● What the task requires: Reproduce every line of the material below word for word, but omit the pictures.

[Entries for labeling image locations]
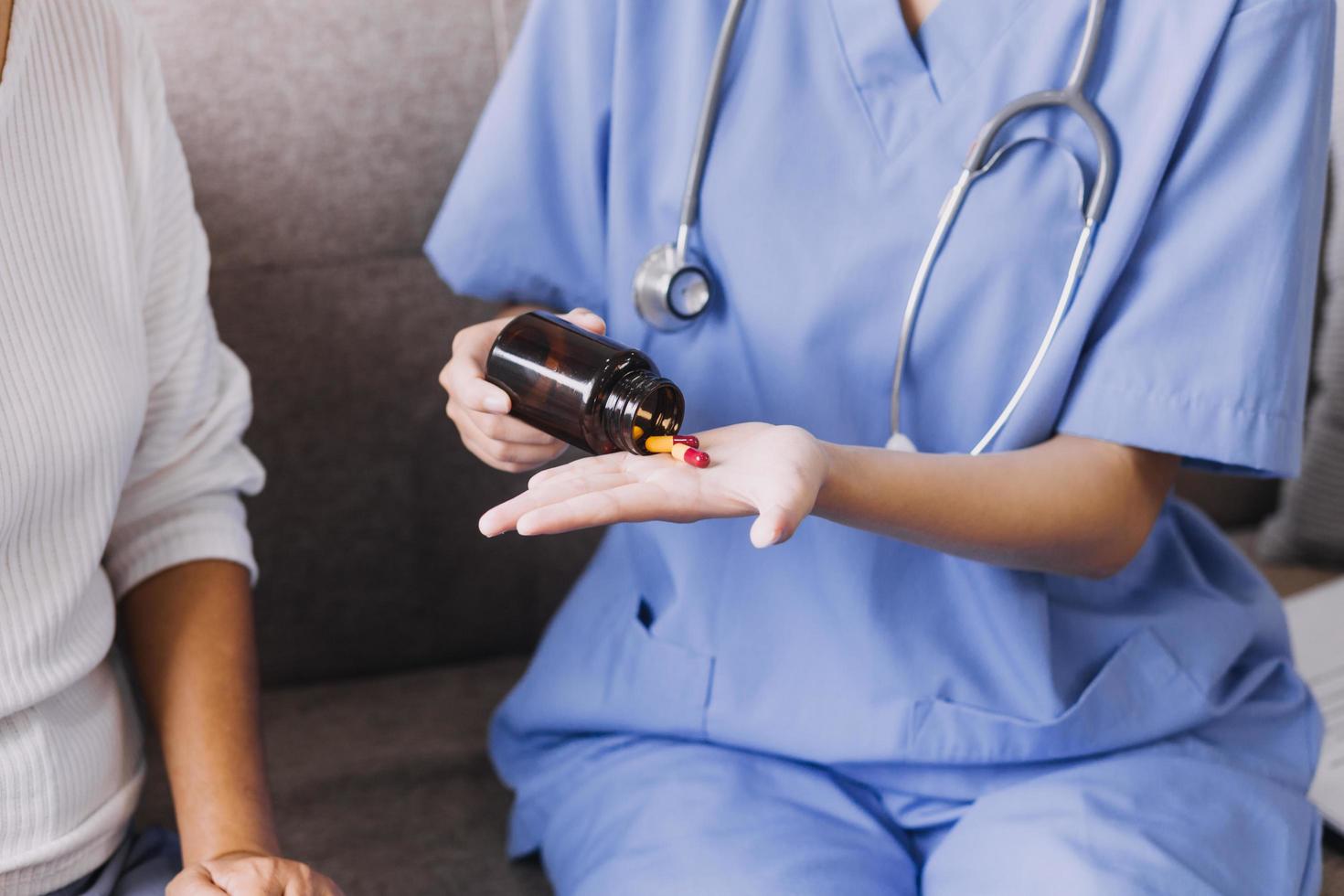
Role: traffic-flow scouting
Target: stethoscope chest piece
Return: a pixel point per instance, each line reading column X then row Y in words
column 672, row 289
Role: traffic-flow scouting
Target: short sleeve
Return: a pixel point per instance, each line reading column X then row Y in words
column 1201, row 348
column 182, row 496
column 525, row 218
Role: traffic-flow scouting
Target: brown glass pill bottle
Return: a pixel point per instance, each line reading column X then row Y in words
column 586, row 389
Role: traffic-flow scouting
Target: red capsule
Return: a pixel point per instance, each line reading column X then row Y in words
column 691, row 455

● Exercise result:
Role: traffic-flow scouting
Target: stethoscope chest piece
Return: a pixel point per instance, each line reading column X then row Y in words
column 672, row 289
Role: traffic-flow scouting
Target: short sleeve
Return: a pixel point per instance, each line reading column X then row Y in words
column 1201, row 348
column 182, row 496
column 525, row 218
Role: traffic-flow scouting
Target: brown glass pill bottle
Return: a pixel point per instance, each line reading column X then row Y in words
column 586, row 389
Role: traffic-flow scouting
Target: red capsule
Return: a pixel point per instance, each line reading column X then row Y in words
column 691, row 455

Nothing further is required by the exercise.